[DATASET Boundary: Start]

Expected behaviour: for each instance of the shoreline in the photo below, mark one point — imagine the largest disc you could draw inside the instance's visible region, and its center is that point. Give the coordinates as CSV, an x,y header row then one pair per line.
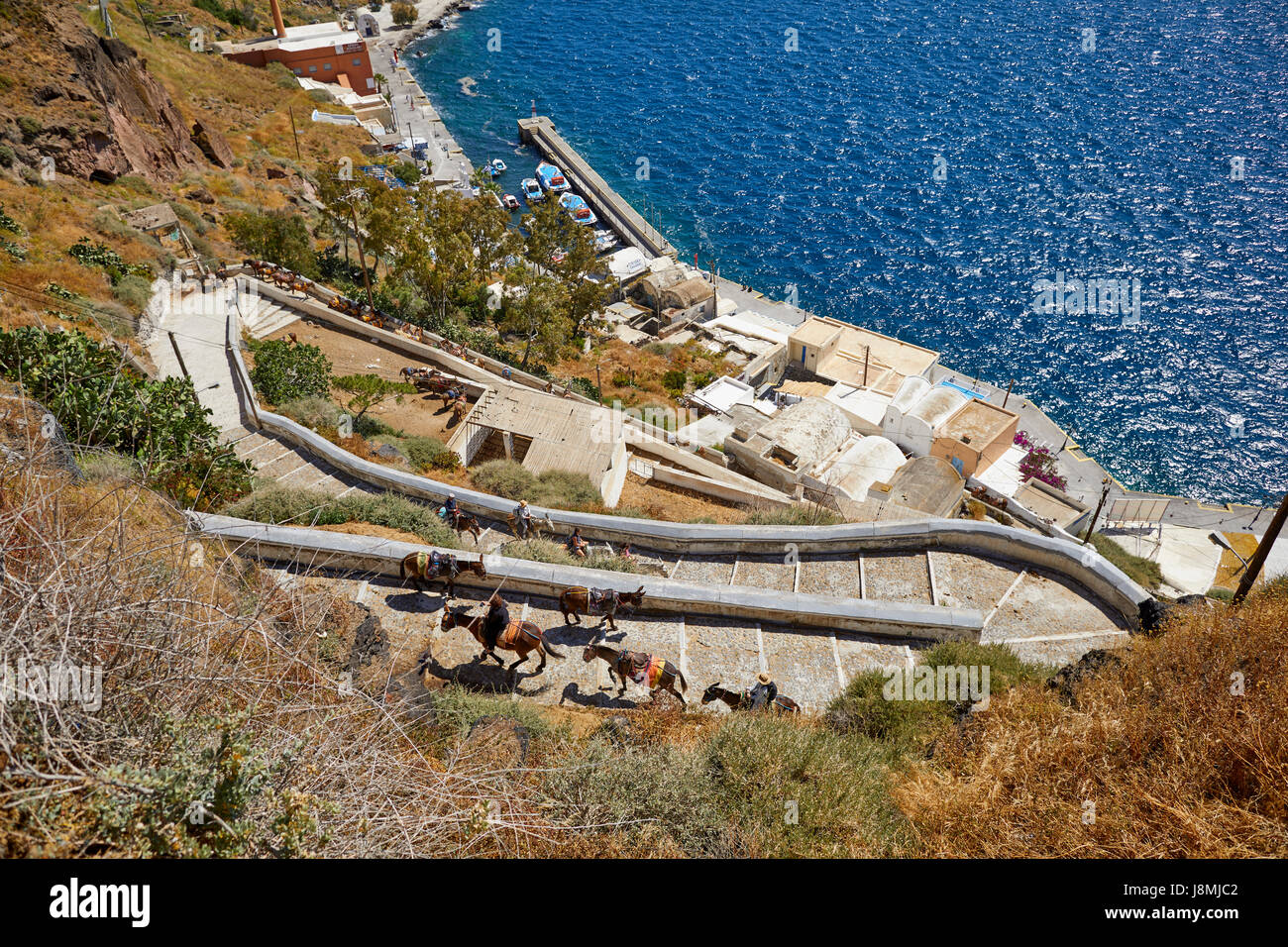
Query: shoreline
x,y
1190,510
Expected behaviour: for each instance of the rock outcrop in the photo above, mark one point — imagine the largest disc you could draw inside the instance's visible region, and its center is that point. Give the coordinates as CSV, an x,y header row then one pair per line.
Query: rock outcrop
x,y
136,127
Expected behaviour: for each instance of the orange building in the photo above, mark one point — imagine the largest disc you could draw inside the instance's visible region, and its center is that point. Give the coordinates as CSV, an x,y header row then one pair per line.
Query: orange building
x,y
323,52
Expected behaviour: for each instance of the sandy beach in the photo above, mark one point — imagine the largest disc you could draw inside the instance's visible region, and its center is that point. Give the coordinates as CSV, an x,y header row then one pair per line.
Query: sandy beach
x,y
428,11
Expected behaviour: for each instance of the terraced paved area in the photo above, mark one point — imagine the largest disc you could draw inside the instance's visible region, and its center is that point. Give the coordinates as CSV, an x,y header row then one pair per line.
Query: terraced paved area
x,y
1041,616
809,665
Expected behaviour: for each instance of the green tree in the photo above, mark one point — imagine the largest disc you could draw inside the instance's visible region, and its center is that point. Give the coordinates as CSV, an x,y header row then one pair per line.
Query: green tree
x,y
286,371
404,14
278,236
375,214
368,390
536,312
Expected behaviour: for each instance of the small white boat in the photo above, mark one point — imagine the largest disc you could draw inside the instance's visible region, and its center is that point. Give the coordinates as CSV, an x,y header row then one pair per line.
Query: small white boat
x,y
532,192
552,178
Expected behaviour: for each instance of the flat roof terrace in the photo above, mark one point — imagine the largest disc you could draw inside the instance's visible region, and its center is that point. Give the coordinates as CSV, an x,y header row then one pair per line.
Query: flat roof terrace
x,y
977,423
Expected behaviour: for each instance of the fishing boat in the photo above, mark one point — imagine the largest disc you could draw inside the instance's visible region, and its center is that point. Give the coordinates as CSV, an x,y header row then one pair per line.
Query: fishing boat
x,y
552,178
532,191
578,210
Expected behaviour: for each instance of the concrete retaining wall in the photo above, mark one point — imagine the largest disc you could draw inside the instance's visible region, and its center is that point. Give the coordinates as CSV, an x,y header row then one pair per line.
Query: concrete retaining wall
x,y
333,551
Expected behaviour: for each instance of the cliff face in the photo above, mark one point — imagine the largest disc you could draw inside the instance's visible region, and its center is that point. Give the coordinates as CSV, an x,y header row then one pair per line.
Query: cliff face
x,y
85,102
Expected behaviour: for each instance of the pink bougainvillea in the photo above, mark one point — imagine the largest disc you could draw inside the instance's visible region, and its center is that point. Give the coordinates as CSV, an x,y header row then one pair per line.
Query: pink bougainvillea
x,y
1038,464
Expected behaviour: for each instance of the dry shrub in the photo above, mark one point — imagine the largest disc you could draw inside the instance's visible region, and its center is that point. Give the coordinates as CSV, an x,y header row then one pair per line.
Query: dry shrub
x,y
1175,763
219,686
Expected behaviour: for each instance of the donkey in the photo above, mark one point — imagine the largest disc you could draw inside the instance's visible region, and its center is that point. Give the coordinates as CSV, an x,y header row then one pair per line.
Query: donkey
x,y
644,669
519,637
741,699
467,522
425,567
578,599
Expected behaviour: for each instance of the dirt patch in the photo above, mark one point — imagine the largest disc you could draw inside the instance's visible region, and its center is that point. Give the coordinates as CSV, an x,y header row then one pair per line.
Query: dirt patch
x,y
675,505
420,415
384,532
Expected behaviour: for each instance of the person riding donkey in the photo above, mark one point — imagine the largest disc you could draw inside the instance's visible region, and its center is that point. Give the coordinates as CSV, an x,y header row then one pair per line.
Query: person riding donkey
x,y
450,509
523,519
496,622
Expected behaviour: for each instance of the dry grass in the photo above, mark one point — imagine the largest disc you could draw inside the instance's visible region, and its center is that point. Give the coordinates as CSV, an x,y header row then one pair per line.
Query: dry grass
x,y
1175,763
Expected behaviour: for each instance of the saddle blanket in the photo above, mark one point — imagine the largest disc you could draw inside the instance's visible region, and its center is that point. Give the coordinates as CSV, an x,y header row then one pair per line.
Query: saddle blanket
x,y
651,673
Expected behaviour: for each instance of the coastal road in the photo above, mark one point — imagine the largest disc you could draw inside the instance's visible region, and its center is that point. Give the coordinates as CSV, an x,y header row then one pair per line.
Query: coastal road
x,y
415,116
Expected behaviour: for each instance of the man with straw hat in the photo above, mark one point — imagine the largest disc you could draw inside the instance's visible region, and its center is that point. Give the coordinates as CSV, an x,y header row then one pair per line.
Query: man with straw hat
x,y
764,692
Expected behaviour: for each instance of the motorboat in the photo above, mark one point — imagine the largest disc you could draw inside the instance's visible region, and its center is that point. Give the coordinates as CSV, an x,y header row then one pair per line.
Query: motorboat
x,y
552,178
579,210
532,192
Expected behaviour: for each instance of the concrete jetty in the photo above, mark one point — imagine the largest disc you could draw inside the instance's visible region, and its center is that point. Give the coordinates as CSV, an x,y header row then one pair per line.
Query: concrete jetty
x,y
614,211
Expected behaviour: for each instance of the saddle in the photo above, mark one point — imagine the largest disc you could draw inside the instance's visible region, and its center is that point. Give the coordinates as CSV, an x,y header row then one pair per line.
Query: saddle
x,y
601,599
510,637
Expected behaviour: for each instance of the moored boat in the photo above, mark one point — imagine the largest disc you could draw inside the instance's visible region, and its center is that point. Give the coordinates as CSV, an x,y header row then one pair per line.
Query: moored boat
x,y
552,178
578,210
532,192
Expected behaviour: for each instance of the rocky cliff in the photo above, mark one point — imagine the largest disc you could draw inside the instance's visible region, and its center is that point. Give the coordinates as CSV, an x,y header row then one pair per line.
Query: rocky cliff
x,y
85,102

[DATASET Boundary: End]

WHAT IS EXPECTED: All of the material shown above needs to be duplicated exactly. Omit every picture.

EXERCISE SOLUTION:
Expected behaviour: for each instance of the shoreline in the photo below, mark one point — imagine the largest disc you could draw inside the instance's visible region, and its center is that point. Give the coordinates as CSV, an x,y header row then one pair per line.
Query: shoreline
x,y
1190,510
Expected behaviour: for each instance of the rock outcrop in the photo above, mark one point — imagine the largest disc you could draw inside the instance's visible region, and its center is that point. Give the coordinates as CSV, an x,y header row then one pair per line.
Query: rock outcrop
x,y
136,127
Expected behaviour: for each instance of the orange building in the photo above, mark one point — imagine the largest disc you could draw inside the instance's visible region, and its center is that point. Give the coordinates as CSV, an x,y header row then one pair per line.
Query: orange building
x,y
323,52
Expected behaviour: for each instance of the sandy beach in the photo above, mark one point — imagine the largest disc you could draw inside the instance's visible region, and its center is that point. Give the coordinates as CSV, an x,y header row then one pair per line.
Query: sandy beach
x,y
428,11
Expected behaviour: for each instance of the terraced paved area in the photo above, mark one point — imagine the largest disc you could draw inside the instance's visible region, and its center is that point. Give the coordinates as CSV, an x,y header row then one pair per line.
Query: terraced paved area
x,y
1041,616
809,665
Expected behaviour: for each instance of the green tree in the photo above, mark one point — imagine the largest disc you could draw inside the instance's visible region, and its center is that point. Give the coordinates as CSV, an x,y header row then one pair per line.
Query: green tree
x,y
286,371
404,14
278,236
375,214
368,390
536,312
Expected behaviour: for each instance of the small white boat in the photo above, mark one point — imagine the largest disc you could draw inside the instance's visible region, and its center is that point. Give the coordinates as CSV, an x,y header row then one pair per line.
Query: small white boat
x,y
532,192
552,178
Expected behaviour: for each instance of the flat roof terrace in the photo above, mark one point — imagine the largest disc you could draw inside the instance's visible region, and its center is that point. Give the coordinates as CSV, an x,y header row then one pair per line.
Query: flat roof terrace
x,y
977,423
Expected behaviour: for each instance of the fishing boat in the photo above, mark one point — imagine the largest disc you could draw inside the instance's visible region, and its center is that point. Give the coordinates as CSV, an x,y header row then one pair per line.
Query: fishing boat
x,y
552,178
532,191
578,210
Expected behaviour: for each instance of the concrete retaining wall in the photo above, mark one point — imagine the largest disc you could draw inside the instance's visible region, and its center is that point. Give the coordinates as CSV, an x,y header row then one pair per line.
Query: concrete retaining wall
x,y
333,551
Expected behaviour: for each instance of the cliff face in the photo above, mark one point — imagine the largest disc you could draw inside the instance's visible region, and its center is that point. Give the coordinates as CSV, an x,y header row then one pair per line.
Query: cliff face
x,y
85,102
Expected behaviour: for each instance of the pink bougainvillea in the photo above, mark one point — imagine the largest disc you could draw inside the instance's visible region, and its center is that point. Give the coordinates as CSV, an x,y header row then one pair per line.
Query: pink bougainvillea
x,y
1038,464
Expected behaviour: for each instance of the dry shrub in the photo above, mark one point — imagine the largest disc you could draw inside the instance's visible region, and its center is that point. Give the coordinates as CSV, an x,y header row then one pair per line.
Query: dry shrub
x,y
1175,763
219,686
Expected behaviour: for each instance of the donkey in the photo above, mark one point — imagine the largest disc you could draw inside the instance's visible region, and its center is that point. Give the coordinates as CSV, an x,y header row then one pair per line.
Query: donkey
x,y
644,669
519,637
741,699
467,522
425,567
578,599
Expected behaviour: for each instance of the dirt patch in the photo above, mark one point — imagine the largest disc you could draw inside the instance's visible region, and its center is that point. Give the coordinates as CSV, an x,y header row then one pair per line.
Query: dirt patch
x,y
675,505
420,415
384,532
Expected behaviour: for each instance of the person riding donkey in the photo above, mark one point — imagine the largest disc you could draw inside the instance's visible region, and its center is that point. Give the coordinates as CSV, an x,y header row then one pair per line.
Query: person riding donkey
x,y
450,509
523,519
496,622
Expected behaviour: for each instance of the dry grass in the photo above, mark one point — imagine the largest disc you could draw inside the instance's visible region, and its center is that point. Give the coordinates as CSV, an x,y header row then one pair per line.
Query: dry grass
x,y
1175,763
Expected behaviour: for each instance of the saddle blanket in the photo above, mark one point — imagine the largest disc you could draw inside the instance's visible region, and its center is that point. Give the coordinates as CSV, an x,y header row then one pair per line.
Query: saddle blanket
x,y
651,673
Expected behaviour: for each instance of the coastal road in the photo above, mark one point — imagine the largest disc you could draw inside the instance's visible region, and its center is that point. Give the coordinates as CSV, an x,y header row then one pair per line.
Query: coastal road
x,y
415,116
Expected behaviour: for each instance of the man with straw hat in the photo above, mark one point — imagine the largest disc you could draw inside the instance's visible region, and its center is that point. Give the coordinates as CSV, an x,y header row then one pair per line.
Query: man with straw hat
x,y
764,692
Expected behaviour: for each instance of the motorboat in the photo above, mark one point — imagine the largest disc you could draw inside the instance's visible region, and its center is that point. Give the coordinates as CSV, an x,y header row then one pair per line.
Query: motorboat
x,y
552,178
579,210
532,192
Expected behaviour: for each instance of the concrete jetty in the photo above, mark one point — imagine the largest disc you could draw inside the instance's visible region, and its center is that point. Give the coordinates as CSV, an x,y header row then one pair per line.
Query: concrete jetty
x,y
614,211
Expected behaviour: for each instance of the saddle in the photo above, mark one point — imagine the largest disc you could draw inside the instance's visible region, and its center is that point. Give the coordinates as CSV, an x,y header row then one pair per line.
Query: saddle
x,y
601,599
510,637
Expected behaviour: for each instance of the moored boat in the photo above, mark one point — imagine the largest disc you could draw inside the instance's visible region, and its center is that point. Give the coordinates as CSV, an x,y header row then one pair per line.
Query: moored boat
x,y
552,178
578,210
532,192
Expected behaviour: for each instance of the rocky cliff in the photo above, mark one point — imagine the largest disc you could draw inside the instance's visible region, and its center is that point. Give the coordinates as CSV, an x,y header row then one pair per line.
Query: rocky cliff
x,y
85,102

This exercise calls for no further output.